* Travail demandé
1. Recopiez le passage du texte sur la loi 70 qui va de « La loi 70, introduisant » jusqu'à « à la pauvreté. » inclus.
2. Répondez aux questions suivantes à l'aide du texte sur la loi 70.
(a) De combien l'allocation d'un nouveau prestataire qui ne participe pas au programme est-elle coupée ?
(b) Combien de ménages recouraient à l'aide sociale dans la région de la Capitale-nationale en 1998 ?
(c) D'après le ministre François Blais, quelle part des bénéficiaires n'a aucune contrainte à l'emploi ?
3. Donnez la suite du texte sur la loi 70 en reprenant après sa dernière phrase.

*** Texte proposé ***

La loi 70, introduisant le Programme objectif emploi, a été promulgué le 10 novembre à l’Assemblée nationale. Les nouveaux prestataires de l’aide sociale considérés sans contrainte à l’emploi sont forcés de participer au programme sous peine de voir leur allocation coupée de 240 $, pour atteindre 399$ par mois. Selon Serge Petitclerc, porte-parole et responsable de l’analyse politique pour le Collectif pour un Québec sans pauvreté (CQSP), ce programme risque de nuire à une certaine clientèle et l’exposer davantage à la pauvreté.

Selon les données du ministère du Travail, de l’Emploi et de la Solidarité sociale, le nombre de ménages recourant à l’aide sociale est continuellement en décroissance dans la région de la Capitale-nationale depuis plus d’une dizaine d’année, passant de 37 144 en 1998 à 20800 en 2016.

D’après les dires même du ministre responsable de cette loi, François Blais, le taux des usagés de l’aide sociale n’ayant aucune contrainte à l’emploi représente actuellement moins de quatre pourcents de l’ensemble des bénéficiaires.

Pourtant, M. Petitclerc soutient que les premiers prestataires se subdivisent en trois catégories, dont l’une d’entre elle sera clairement défavorisée. L’itinérance et la criminalité pourrait même connaître une recrudescence.

Les dernières données disponibles sur le nombre de ménages nouvellement admis à l’aide financière de dernier recours mentionnent que 405 ménages ont utilisé l’aide sociale dans la région de la Capitale-nationale, soit 6,6 % de l’ensemble des ménages prestataires du Québec (8931 bénéficiaires dont 6099 adultes) pour le mois de septembre 2016. Le nombre de participants qui seront pénalisés par le programme est encore inconnu puisqu’il relève de la définition administrative de la contrainte à l’emploi.

La notion de sans-contrainte : une définition restrictive de l’incapacité

Tel que le mentionne le rapport la Protectrice du citoyen déposé en commission parlementaire lors de l’étude du Projet de loi 70, « il ne suffit pas de constater qu’une personne ne présente pas de condition médicale reconnue, qu’elle n’est pas en thérapie pour dépendance ou qu’elle n’est pas monoparentale pour conclure qu’elle n’a pas de contrainte à l’emploi ».

*** Extraits de données ***

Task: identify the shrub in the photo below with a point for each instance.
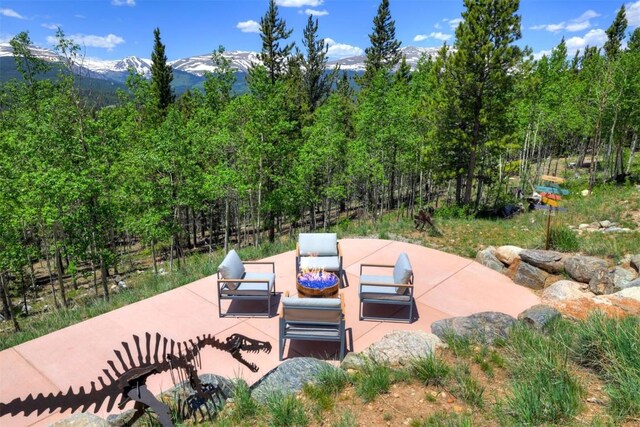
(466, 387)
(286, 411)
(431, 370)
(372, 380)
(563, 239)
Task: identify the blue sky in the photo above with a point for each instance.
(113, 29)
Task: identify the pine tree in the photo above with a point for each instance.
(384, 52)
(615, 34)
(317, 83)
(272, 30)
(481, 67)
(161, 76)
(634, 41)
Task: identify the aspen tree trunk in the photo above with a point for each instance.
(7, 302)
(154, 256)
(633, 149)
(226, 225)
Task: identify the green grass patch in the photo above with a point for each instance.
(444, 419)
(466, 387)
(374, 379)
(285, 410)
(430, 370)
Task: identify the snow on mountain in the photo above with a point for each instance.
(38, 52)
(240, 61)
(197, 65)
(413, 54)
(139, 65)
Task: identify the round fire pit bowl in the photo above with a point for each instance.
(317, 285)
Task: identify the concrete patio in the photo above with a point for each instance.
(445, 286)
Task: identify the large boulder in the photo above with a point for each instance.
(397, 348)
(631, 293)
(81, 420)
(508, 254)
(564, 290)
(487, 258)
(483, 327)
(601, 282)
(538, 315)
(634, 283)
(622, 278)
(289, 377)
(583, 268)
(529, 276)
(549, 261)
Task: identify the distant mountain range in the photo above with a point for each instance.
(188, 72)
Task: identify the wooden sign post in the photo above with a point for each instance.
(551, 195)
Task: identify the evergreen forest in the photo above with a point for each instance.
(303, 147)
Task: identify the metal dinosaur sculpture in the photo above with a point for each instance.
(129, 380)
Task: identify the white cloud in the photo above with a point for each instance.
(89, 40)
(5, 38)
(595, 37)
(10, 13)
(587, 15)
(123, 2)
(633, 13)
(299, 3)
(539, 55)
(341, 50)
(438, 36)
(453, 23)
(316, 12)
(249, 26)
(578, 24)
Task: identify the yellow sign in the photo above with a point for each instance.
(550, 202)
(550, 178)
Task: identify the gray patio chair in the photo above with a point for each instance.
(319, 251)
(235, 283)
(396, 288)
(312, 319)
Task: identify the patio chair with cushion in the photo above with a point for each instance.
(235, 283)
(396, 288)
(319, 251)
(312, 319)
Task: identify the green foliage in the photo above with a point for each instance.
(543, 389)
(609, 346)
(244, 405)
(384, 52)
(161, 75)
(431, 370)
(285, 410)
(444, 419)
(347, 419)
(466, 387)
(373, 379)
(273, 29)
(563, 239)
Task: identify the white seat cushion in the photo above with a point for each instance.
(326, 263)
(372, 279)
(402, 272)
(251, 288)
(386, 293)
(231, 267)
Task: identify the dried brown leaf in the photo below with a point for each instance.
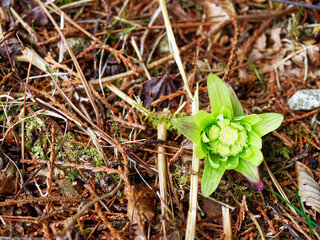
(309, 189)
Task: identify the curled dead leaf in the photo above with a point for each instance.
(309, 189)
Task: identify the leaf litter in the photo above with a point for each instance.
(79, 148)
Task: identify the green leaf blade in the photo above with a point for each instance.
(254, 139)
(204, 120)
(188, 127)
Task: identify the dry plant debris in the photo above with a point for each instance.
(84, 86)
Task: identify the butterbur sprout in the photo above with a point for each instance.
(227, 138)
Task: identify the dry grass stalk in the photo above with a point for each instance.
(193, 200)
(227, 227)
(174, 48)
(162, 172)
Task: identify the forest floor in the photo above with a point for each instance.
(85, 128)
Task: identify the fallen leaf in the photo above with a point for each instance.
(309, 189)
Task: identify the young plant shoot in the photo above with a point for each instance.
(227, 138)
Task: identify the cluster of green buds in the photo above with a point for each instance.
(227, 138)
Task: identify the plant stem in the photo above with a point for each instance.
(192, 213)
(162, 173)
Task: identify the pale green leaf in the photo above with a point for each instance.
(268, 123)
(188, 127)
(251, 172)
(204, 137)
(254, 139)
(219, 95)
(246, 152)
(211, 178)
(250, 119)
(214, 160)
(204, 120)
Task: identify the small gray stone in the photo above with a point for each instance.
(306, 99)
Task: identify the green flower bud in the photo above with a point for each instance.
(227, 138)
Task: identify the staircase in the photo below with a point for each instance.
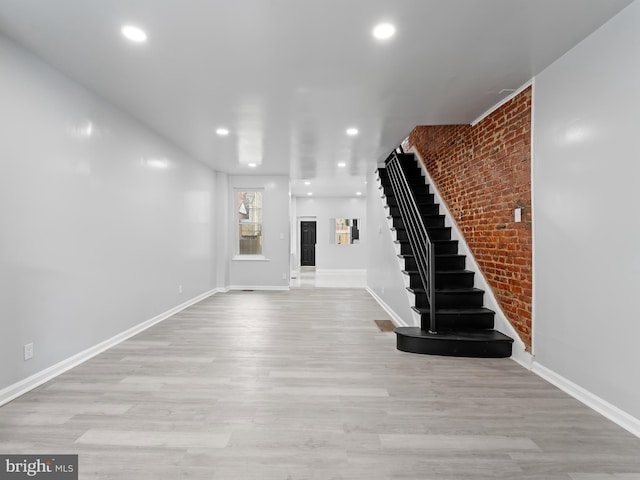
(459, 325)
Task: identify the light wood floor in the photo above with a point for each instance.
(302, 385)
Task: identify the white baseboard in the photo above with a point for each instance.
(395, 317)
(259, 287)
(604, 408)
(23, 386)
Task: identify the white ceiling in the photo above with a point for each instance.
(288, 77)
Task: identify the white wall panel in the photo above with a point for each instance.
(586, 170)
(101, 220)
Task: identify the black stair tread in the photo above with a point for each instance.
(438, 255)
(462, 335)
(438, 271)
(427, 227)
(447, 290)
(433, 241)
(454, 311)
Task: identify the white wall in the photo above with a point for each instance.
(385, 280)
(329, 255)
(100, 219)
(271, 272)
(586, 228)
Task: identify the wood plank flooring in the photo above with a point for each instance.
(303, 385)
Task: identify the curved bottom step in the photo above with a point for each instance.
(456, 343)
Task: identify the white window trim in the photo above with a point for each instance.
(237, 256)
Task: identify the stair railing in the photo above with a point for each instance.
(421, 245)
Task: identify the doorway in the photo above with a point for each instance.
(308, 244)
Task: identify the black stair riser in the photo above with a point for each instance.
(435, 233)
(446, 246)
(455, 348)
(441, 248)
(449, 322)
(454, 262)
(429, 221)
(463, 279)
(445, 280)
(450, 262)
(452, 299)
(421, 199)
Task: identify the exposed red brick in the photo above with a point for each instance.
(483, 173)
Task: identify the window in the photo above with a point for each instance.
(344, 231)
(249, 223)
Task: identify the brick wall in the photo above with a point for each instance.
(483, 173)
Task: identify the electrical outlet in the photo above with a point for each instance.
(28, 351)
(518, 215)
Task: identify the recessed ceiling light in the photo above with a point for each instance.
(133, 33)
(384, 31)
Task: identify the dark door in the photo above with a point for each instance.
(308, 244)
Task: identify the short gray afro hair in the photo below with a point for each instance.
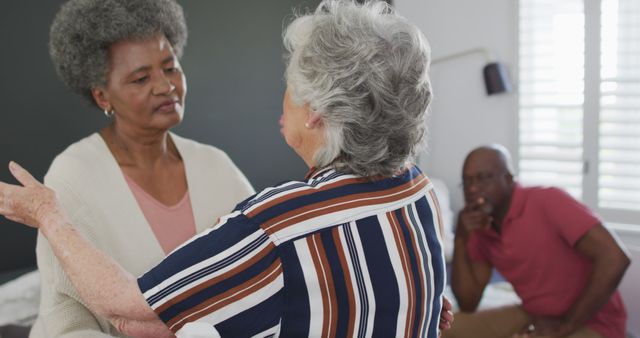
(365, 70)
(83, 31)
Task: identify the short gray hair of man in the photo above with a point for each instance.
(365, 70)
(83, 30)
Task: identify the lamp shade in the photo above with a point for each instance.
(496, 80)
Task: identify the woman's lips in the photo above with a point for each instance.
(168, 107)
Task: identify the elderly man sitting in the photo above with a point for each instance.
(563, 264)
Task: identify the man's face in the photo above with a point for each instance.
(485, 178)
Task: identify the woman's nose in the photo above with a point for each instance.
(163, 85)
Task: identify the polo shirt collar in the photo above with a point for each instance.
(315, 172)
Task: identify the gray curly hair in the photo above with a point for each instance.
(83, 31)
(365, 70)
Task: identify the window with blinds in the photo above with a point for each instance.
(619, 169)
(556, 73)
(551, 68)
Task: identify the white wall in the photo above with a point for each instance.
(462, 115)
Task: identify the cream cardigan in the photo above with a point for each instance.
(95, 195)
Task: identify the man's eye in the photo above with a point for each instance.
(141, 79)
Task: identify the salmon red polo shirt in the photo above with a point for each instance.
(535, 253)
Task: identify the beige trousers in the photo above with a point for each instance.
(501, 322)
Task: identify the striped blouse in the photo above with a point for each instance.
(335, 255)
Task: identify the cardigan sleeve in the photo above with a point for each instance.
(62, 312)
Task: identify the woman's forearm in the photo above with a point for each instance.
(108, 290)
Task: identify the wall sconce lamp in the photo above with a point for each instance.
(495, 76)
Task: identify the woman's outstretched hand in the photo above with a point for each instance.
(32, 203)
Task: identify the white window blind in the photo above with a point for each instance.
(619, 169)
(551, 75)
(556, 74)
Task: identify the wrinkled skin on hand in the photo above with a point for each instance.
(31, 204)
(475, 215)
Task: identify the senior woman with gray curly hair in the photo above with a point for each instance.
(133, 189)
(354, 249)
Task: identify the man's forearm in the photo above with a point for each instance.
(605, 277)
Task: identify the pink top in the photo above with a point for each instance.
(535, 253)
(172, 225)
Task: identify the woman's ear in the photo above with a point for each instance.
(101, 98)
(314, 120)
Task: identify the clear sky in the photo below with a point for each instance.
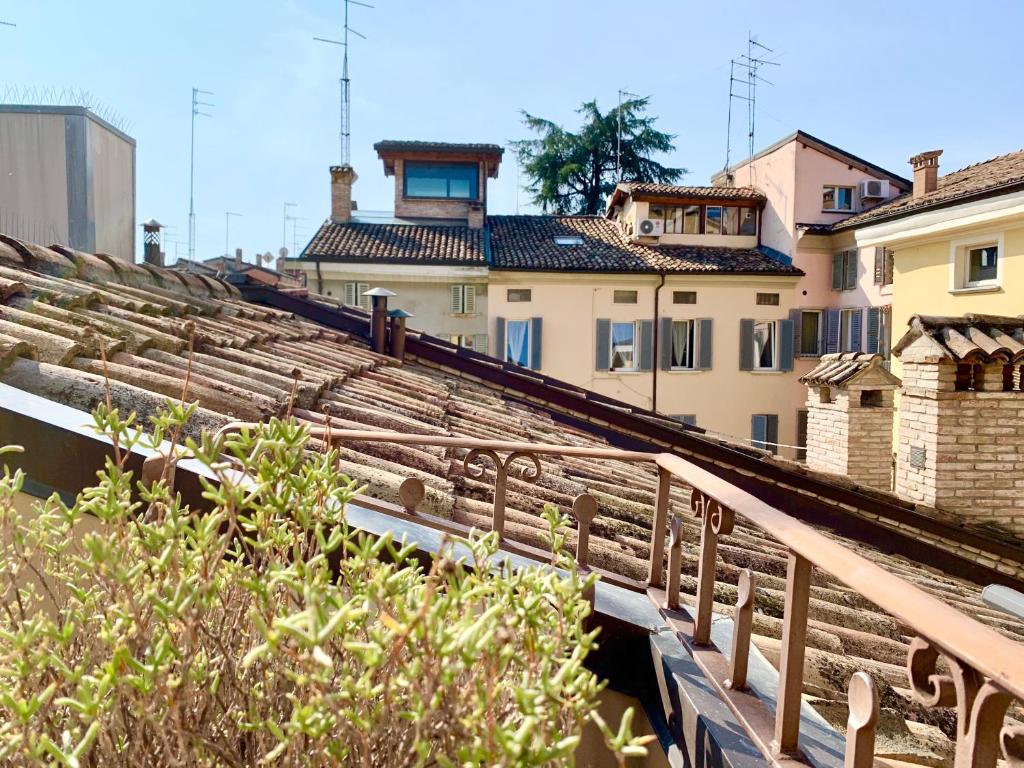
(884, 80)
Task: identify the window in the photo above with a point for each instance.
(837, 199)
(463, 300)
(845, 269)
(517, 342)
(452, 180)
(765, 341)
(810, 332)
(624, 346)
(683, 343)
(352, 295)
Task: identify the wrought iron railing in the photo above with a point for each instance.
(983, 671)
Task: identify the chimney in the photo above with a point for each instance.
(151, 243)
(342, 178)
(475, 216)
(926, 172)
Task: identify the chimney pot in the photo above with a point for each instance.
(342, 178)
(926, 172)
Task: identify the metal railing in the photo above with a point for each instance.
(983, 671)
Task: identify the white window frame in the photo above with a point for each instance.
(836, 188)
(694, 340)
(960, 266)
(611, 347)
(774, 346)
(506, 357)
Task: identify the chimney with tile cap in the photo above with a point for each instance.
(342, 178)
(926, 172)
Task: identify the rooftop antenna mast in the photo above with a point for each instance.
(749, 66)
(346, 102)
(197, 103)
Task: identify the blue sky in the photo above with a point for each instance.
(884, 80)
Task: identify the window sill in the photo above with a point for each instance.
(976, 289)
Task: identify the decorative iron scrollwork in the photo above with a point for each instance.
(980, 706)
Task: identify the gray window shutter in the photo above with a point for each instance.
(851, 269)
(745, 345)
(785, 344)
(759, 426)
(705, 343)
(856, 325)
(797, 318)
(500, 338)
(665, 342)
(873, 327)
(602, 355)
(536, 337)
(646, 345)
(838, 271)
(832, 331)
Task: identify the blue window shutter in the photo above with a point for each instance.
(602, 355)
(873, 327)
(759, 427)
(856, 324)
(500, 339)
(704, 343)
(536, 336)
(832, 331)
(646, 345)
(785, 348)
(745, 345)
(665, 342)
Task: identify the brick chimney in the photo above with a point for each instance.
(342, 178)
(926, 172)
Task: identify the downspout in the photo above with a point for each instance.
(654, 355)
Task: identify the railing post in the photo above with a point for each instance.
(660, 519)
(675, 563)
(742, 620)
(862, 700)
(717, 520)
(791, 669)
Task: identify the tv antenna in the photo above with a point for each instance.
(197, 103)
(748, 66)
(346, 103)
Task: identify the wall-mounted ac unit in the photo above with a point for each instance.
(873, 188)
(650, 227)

***

* Corrigé des exercices
1.
La loi 70, introduisant le Programme objectif emploi, a été promulgué le 10 novembre à l’Assemblée nationale. Les nouveaux prestataires de l’aide sociale considérés sans contrainte à l’emploi sont forcés de participer au programme sous peine de voir leur allocation coupée de 240 $, pour atteindre 399$ par mois. Selon Serge Petitclerc, porte-parole et responsable de l’analyse politique pour le Collectif pour un Québec sans pauvreté (CQSP), ce programme risque de nuire à une certaine clientèle et l’exposer davantage à la pauvreté.

2.
(a) De 240 $.
(b) 37 144 ménages.
(c) Moins de quatre pour cent de l'ensemble des bénéficiaires.

3.
Comme bon nombre d’observateurs l’on déjà souligné dans le Soleil ainsi que dans le Devoir, la coercition en matière de réintégration au marché du travail ne garantit d’aucune manière une réinsertion sociale réussie. Fondée sur une définition restrictive et purement administrative de l’incapacité d’occuper un emploi, la loi rate sa cible selon Serge Petitclerc du CQSP.

Ainsi, la définition de contrainte à l’emploi gagnerait à être élargie pour prendre en compte des facteurs individuels, arrimés à une vision du bien commun, à l’aune de l’inclusion de critères socioéconomiques, tel que le niveau d’éducation. « D’autres facteurs peuvent influencer l’aptitude d’une personne à intégrer le marché du travail. […] une faible scolarité, un vécu difficile ou des comportements inadaptés au monde du travail, sont autant de facteurs qui peuvent empêcher une personne d’y accéder. », laisse savoir la Protectrice du citoyen dans son rapport. De plus, les nouvelles procédures instaurées par la loi 70 doivent bientôt être définies par voie de règlement, ce qui rend plusieurs modalités de son application encore incertaines à ce jour.

Des inconnus à définir

Les organismes impliqués dans le milieu de la pauvreté et de l’aide sociale attendent avec impatience la fin de ce flou artistique autour des modalités d’application du programme. Ce que la Protectrice du citoyen souligne avec pertinence : « […] le projet de loi ne nous permet pas de nous prononcer sur la façon dont seront élaborés les plans d’intégration. En effet, il confère au gouvernement un important pouvoir de réglementer. Il est préoccupant de constater que le législateur a à débattre d’un nouveau programme, obligatoire de surcroît, à partir d’un cadre dont il ignore le contenu. Pourtant, la connaissance du cadre réglementaire aurait été essentielle pour une juste appréciation de la portée du Programme ». L’indétermination qui entoure l’administration du Programme objectif emploi suscite l’inquiétude du CQSP.

Dans le cadre de ce reportage, le cabinet du ministre François Blais a été invité à réagir, mais n’a pas donné suite aux demandes d’entrevues.